··· Fonte

M. P.: Il libro si intitola 1. Si struttura come un manuale enigmatico di 96 pagine. Sono presenti al suo interno cinque contributi testuali che ragionano sull’idea di verità, intervallati da pagine di appunti, aforismi, schemi, istruzioni, tavole e disegni provenienti da una dozzina di miei taccuini scritti tra il 2010 e il 2021, e da un archivio digitale molto vasto raccolto negli stessi anni. Il libro è un lavoro di riscoperta di riferimenti visivi, concettuali e simbolici di un interesse verso le varie possibilità del reale. È stato realizzato grazie al contributo della Fondazione del Monte di Bologna e Ravenna e della casa editrice Viaindustriae di Foligno. Raccoglie i testi di Flavia Monceri, Stella Succi, Giovanni Rendina, Bruno Paura e Mariagrazia Ciaccia, Simone Romagnoli, Settimo Catalano, ed è strutturato con un progetto grafico di Marco Casella e un progetto editoriale curato da Giovanni Rendina.

······
··· Dati di origine

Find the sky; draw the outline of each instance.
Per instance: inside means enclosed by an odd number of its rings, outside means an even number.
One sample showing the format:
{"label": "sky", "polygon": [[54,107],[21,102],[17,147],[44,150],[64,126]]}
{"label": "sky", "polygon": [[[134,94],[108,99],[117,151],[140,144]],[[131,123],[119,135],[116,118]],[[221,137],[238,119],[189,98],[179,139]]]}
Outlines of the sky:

······

* [Da fare]:
A – Rispondi a queste domande in base al testo sul libro:
(i) Di quante pagine è composto il libro?
(ii) In quale arco di anni sono stati scritti i taccuini?
(iii) Chi ha firmato il progetto grafico?
B – Inserisci in una lista JSON di stringhe tutte le righe delle voci, una stringa per ogni riga, tralasciando le righe vuote.
Il testo e le voci non hanno alcun legame tra loro.

* [Risposte per compito]:
A –
(i) 96 pagine.
(ii) Tra il 2010 e il 2021.
(iii) Marco Casella.

B –
[
  "Find the sky; draw the outline of each instance.",
  "Per instance: inside means enclosed by an odd number of its rings, outside means an even number.",
  "One sample showing the format:",
  "{\"label\": \"sky\", \"polygon\": [[54,107],[21,102],[17,147],[44,150],[64,126]]}",
  "{\"label\": \"sky\", \"polygon\": [[[134,94],[108,99],[117,151],[140,144]],[[131,123],[119,135],[116,118]],[[221,137],[238,119],[189,98],[179,139]]]}",
  "Outlines of the sky:"
]